-- Start of RECORDS --
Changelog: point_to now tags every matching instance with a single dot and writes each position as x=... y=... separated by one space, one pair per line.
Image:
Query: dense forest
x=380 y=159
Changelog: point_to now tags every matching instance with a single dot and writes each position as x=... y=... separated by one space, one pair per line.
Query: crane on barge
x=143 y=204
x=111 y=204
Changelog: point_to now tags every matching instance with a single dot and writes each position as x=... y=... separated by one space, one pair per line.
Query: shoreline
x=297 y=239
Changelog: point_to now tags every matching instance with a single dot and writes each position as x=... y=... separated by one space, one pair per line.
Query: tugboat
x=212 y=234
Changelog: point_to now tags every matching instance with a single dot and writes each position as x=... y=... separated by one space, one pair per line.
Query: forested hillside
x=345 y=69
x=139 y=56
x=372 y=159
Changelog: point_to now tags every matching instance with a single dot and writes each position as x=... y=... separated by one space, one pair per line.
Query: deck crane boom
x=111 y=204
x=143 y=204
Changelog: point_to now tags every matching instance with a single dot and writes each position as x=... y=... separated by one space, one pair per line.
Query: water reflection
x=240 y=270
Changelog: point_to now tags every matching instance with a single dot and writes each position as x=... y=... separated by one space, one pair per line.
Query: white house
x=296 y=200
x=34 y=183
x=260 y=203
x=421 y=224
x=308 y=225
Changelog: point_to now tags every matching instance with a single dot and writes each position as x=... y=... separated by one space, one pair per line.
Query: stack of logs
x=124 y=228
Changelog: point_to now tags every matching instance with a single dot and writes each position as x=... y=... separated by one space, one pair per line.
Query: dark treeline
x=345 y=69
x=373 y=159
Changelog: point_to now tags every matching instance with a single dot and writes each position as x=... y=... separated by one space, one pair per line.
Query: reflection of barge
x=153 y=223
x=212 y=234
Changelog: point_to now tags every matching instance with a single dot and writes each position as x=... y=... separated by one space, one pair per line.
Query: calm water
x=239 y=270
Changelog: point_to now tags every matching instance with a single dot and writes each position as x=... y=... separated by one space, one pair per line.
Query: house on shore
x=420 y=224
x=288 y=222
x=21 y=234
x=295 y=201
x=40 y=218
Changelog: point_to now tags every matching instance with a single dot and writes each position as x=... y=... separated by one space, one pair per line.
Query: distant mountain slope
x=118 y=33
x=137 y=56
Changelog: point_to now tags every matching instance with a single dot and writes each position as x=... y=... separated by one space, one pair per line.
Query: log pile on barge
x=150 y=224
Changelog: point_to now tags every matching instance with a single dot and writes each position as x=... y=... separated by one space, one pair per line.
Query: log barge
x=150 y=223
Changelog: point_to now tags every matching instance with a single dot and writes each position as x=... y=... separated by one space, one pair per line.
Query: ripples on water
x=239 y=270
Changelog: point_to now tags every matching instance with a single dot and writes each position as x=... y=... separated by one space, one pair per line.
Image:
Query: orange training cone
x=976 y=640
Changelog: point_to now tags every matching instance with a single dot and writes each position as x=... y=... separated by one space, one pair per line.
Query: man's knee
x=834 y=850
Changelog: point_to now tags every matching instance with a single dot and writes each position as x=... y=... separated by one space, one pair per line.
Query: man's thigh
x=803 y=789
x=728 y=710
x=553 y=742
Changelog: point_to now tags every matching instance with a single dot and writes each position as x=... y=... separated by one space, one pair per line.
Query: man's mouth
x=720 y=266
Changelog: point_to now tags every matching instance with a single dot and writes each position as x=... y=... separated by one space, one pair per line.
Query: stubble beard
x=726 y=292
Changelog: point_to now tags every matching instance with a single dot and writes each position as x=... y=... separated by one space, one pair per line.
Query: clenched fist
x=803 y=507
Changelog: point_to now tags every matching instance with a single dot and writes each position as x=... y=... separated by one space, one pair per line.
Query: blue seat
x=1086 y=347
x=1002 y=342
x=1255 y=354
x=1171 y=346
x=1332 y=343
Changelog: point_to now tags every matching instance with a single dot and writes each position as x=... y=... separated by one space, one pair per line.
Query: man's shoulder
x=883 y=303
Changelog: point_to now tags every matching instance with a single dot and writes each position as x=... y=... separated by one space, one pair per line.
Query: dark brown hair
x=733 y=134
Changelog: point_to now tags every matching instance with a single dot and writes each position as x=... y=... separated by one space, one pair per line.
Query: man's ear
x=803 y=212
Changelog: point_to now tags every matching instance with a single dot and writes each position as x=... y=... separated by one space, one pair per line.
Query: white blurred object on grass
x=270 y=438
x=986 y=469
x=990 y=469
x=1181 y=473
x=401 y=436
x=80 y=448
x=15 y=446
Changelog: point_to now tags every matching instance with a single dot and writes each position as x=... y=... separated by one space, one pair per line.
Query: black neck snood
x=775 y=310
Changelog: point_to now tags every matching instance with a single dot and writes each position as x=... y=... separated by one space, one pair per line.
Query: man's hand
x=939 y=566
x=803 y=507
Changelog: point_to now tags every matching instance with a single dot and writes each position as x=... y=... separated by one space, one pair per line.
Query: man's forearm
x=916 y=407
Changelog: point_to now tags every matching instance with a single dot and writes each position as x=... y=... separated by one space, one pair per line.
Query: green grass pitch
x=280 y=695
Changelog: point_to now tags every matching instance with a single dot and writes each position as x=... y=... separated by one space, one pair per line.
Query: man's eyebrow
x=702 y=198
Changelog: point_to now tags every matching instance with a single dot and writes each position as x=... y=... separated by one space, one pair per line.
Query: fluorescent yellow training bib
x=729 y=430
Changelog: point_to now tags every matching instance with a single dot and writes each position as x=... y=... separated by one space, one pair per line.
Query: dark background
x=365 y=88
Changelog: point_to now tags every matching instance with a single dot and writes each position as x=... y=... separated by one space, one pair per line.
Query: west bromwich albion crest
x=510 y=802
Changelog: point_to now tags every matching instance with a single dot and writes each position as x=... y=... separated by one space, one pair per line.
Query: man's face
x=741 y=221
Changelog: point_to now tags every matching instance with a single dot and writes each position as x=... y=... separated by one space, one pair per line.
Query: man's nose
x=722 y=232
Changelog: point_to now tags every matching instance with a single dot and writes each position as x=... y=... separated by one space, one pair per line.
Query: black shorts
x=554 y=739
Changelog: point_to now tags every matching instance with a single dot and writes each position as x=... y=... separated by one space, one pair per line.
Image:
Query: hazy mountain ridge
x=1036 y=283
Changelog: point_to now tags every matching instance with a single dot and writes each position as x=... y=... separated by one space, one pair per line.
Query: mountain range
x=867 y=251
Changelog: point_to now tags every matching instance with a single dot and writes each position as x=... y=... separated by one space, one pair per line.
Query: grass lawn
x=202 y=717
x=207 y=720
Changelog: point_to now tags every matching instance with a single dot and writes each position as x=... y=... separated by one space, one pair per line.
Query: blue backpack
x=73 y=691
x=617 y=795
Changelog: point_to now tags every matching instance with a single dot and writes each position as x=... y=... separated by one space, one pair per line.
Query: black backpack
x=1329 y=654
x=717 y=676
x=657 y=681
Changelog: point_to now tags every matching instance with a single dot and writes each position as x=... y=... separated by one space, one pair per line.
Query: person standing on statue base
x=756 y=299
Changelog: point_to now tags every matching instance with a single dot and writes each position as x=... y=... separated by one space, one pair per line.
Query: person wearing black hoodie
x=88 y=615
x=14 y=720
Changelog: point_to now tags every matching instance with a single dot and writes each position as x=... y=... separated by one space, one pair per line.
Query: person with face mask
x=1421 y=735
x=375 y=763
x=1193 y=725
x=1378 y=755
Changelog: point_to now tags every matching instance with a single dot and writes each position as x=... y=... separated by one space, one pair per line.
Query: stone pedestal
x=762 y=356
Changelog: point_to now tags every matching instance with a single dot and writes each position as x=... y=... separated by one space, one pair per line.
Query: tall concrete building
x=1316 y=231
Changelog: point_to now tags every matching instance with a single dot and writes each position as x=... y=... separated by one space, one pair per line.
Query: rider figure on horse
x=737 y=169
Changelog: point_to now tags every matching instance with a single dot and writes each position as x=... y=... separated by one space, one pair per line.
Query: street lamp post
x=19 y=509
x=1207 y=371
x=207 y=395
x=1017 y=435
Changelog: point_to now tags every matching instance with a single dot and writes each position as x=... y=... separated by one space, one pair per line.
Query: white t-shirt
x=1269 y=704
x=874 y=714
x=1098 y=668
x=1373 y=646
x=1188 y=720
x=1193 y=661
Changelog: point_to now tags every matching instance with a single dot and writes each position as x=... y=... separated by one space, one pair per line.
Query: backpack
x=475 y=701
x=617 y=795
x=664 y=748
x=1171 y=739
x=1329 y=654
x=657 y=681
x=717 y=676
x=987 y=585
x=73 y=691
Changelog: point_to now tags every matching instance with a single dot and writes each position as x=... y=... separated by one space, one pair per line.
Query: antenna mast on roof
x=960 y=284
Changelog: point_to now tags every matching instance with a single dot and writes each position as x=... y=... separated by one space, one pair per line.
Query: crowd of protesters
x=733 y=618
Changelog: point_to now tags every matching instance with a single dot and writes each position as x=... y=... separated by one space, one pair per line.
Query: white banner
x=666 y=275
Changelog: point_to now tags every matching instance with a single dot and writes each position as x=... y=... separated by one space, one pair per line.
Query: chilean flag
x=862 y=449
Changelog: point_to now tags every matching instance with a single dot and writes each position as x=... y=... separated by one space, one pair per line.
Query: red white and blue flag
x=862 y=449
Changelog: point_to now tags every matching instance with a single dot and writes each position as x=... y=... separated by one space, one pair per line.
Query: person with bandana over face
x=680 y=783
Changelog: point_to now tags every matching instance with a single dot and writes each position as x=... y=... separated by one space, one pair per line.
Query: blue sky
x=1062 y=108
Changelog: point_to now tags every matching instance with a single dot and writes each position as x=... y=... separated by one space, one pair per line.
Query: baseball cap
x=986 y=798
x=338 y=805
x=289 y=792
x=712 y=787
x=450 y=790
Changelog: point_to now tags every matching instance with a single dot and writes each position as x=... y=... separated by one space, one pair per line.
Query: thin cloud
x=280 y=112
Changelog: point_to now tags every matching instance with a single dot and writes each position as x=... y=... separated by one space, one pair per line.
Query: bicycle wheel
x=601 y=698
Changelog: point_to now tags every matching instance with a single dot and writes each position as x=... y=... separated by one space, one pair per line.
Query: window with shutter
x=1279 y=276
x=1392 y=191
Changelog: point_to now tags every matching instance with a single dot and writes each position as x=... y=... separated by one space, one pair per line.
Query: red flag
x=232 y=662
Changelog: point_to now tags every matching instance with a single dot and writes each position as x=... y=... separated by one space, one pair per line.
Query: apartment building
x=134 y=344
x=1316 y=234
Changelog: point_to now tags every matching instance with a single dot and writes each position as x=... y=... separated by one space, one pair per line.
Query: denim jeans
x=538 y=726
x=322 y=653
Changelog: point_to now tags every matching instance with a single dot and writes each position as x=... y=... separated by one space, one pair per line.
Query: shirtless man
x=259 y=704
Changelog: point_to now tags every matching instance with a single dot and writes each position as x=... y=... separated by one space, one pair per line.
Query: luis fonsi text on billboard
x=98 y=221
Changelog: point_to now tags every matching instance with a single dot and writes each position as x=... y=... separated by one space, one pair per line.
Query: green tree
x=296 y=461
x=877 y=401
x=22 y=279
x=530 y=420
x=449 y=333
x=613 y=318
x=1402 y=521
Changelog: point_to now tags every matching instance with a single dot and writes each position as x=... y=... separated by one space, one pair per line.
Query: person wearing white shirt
-- End of RECORDS --
STATED TASK —
Please list every line in the records above that contains the word "mountain". Case counts, so a line matches only when the capitalization is the same.

OUTPUT OF THE EXERCISE —
Query: distant mountain slope
Query: hazy mountain ridge
Query: mountain range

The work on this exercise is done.